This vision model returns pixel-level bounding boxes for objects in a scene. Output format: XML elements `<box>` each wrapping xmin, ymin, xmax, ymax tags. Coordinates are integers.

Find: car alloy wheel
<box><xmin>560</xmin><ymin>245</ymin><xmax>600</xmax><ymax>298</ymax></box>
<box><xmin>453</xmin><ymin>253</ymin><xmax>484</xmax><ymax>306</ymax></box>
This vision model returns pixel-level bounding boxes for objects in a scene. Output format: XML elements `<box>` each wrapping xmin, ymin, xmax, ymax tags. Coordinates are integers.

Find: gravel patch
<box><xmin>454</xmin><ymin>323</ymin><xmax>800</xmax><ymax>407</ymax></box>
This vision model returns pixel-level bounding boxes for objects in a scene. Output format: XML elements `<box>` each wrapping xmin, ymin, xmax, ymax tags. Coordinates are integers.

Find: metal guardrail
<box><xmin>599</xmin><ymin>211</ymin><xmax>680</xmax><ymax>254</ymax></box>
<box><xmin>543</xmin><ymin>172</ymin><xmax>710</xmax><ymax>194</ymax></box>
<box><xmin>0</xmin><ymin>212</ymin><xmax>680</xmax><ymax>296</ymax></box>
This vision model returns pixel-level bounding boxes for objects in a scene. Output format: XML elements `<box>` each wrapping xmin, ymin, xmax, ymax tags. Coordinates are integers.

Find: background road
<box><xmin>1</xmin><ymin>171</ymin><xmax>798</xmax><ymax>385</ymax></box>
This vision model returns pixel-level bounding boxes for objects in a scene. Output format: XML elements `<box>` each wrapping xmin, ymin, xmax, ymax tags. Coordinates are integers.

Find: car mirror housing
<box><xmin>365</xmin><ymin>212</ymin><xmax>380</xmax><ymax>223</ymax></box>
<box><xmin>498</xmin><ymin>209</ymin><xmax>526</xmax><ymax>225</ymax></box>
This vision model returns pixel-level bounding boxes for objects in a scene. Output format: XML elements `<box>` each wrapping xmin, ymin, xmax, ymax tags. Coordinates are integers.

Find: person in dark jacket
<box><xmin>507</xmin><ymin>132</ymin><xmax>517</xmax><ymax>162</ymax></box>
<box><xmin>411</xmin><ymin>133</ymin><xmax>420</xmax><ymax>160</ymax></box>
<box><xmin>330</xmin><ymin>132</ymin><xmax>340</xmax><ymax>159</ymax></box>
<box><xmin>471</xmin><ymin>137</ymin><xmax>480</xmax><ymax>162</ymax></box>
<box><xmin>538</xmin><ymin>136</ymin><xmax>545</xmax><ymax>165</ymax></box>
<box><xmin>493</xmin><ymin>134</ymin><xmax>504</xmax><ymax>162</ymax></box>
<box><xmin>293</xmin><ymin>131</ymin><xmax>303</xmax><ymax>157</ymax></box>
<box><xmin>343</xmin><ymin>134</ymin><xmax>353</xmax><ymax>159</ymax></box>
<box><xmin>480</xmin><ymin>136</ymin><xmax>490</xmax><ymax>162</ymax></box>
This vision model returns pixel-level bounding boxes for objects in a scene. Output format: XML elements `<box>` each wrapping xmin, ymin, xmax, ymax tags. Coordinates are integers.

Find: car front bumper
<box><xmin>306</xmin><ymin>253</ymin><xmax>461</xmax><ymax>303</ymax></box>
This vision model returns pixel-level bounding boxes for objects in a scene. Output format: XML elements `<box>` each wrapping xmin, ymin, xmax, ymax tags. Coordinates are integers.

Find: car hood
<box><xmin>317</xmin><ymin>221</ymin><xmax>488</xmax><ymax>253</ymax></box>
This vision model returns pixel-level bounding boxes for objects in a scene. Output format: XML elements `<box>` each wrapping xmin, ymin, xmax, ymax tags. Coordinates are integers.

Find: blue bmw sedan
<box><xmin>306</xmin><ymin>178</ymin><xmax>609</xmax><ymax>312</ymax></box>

**Your assignment:** Write out the data again, exactly and in full.

**Solution to this task:**
This vision model returns pixel-level bounding boxes for objects in a scene. Output format: XML elements `<box>` each wrapping xmin, ymin, xmax, ymax tags. Coordinates are integers.

Find: car alloy wheel
<box><xmin>560</xmin><ymin>245</ymin><xmax>600</xmax><ymax>298</ymax></box>
<box><xmin>453</xmin><ymin>253</ymin><xmax>484</xmax><ymax>306</ymax></box>
This vision model returns pixel-level bounding boxes for objects in a scene. Output format: XML elements `<box>` each wrapping xmin, ymin, xmax, ymax tags. Coordinates are integers.

Find: gravel patch
<box><xmin>454</xmin><ymin>323</ymin><xmax>800</xmax><ymax>407</ymax></box>
This vision model returns pixel-level bounding boxes for objects in a scene. Output format: XML elements `<box>` each wrapping xmin, ymin, xmax, ymax tags. Coordinates are integers.

Find: metal guardrail
<box><xmin>599</xmin><ymin>211</ymin><xmax>680</xmax><ymax>254</ymax></box>
<box><xmin>543</xmin><ymin>172</ymin><xmax>710</xmax><ymax>194</ymax></box>
<box><xmin>0</xmin><ymin>212</ymin><xmax>680</xmax><ymax>296</ymax></box>
This vision model returns pixel-level bounding boxes for objects in a scene. Output format: XML elements `<box>` each wrapping xmin, ymin, xmax, ymax tags. Coordinates are integers.

Find: background road
<box><xmin>1</xmin><ymin>171</ymin><xmax>798</xmax><ymax>385</ymax></box>
This vision model returns pixel-level bounding boxes for objects in a scene. Output format: XML elements `<box>` each wrapping xmin, ymin, xmax, ymax tags. Coordinates are integers.

Find: car mirror housing
<box><xmin>365</xmin><ymin>212</ymin><xmax>380</xmax><ymax>223</ymax></box>
<box><xmin>498</xmin><ymin>209</ymin><xmax>526</xmax><ymax>225</ymax></box>
This vision model returns pixel-level bounding boxes for objects in a scene. Output format: XML elements `<box>` each wrapping xmin, ymin, xmax, ymax tags. Coordinates are integers.

Find: person in dark jacket
<box><xmin>507</xmin><ymin>132</ymin><xmax>517</xmax><ymax>162</ymax></box>
<box><xmin>411</xmin><ymin>133</ymin><xmax>420</xmax><ymax>160</ymax></box>
<box><xmin>330</xmin><ymin>132</ymin><xmax>340</xmax><ymax>159</ymax></box>
<box><xmin>471</xmin><ymin>137</ymin><xmax>480</xmax><ymax>162</ymax></box>
<box><xmin>538</xmin><ymin>136</ymin><xmax>545</xmax><ymax>165</ymax></box>
<box><xmin>493</xmin><ymin>134</ymin><xmax>504</xmax><ymax>162</ymax></box>
<box><xmin>293</xmin><ymin>131</ymin><xmax>303</xmax><ymax>157</ymax></box>
<box><xmin>343</xmin><ymin>134</ymin><xmax>353</xmax><ymax>159</ymax></box>
<box><xmin>480</xmin><ymin>136</ymin><xmax>490</xmax><ymax>162</ymax></box>
This vision model returns pixel-level bounding boxes for objects in a scene. Output format: XML elements `<box>` each wrapping xmin, ymin, xmax, ymax tags. Coordinates are integers.

Find: car front bumper
<box><xmin>306</xmin><ymin>253</ymin><xmax>461</xmax><ymax>303</ymax></box>
This vision model returns pixel-level bounding boxes for objects in a scene. Output format: XML elements `<box>` each wrapping xmin, ymin, xmax, ymax tags. Coordinates are integers.

Find: car hood
<box><xmin>317</xmin><ymin>221</ymin><xmax>488</xmax><ymax>253</ymax></box>
This vision model returns pixel-level bounding boxes for objects in a scene. Output format: XML elements `<box>` each wrapping xmin, ymin, xmax, ymax tags. Coordinates are integers.

Find: blue bmw sedan
<box><xmin>306</xmin><ymin>178</ymin><xmax>609</xmax><ymax>312</ymax></box>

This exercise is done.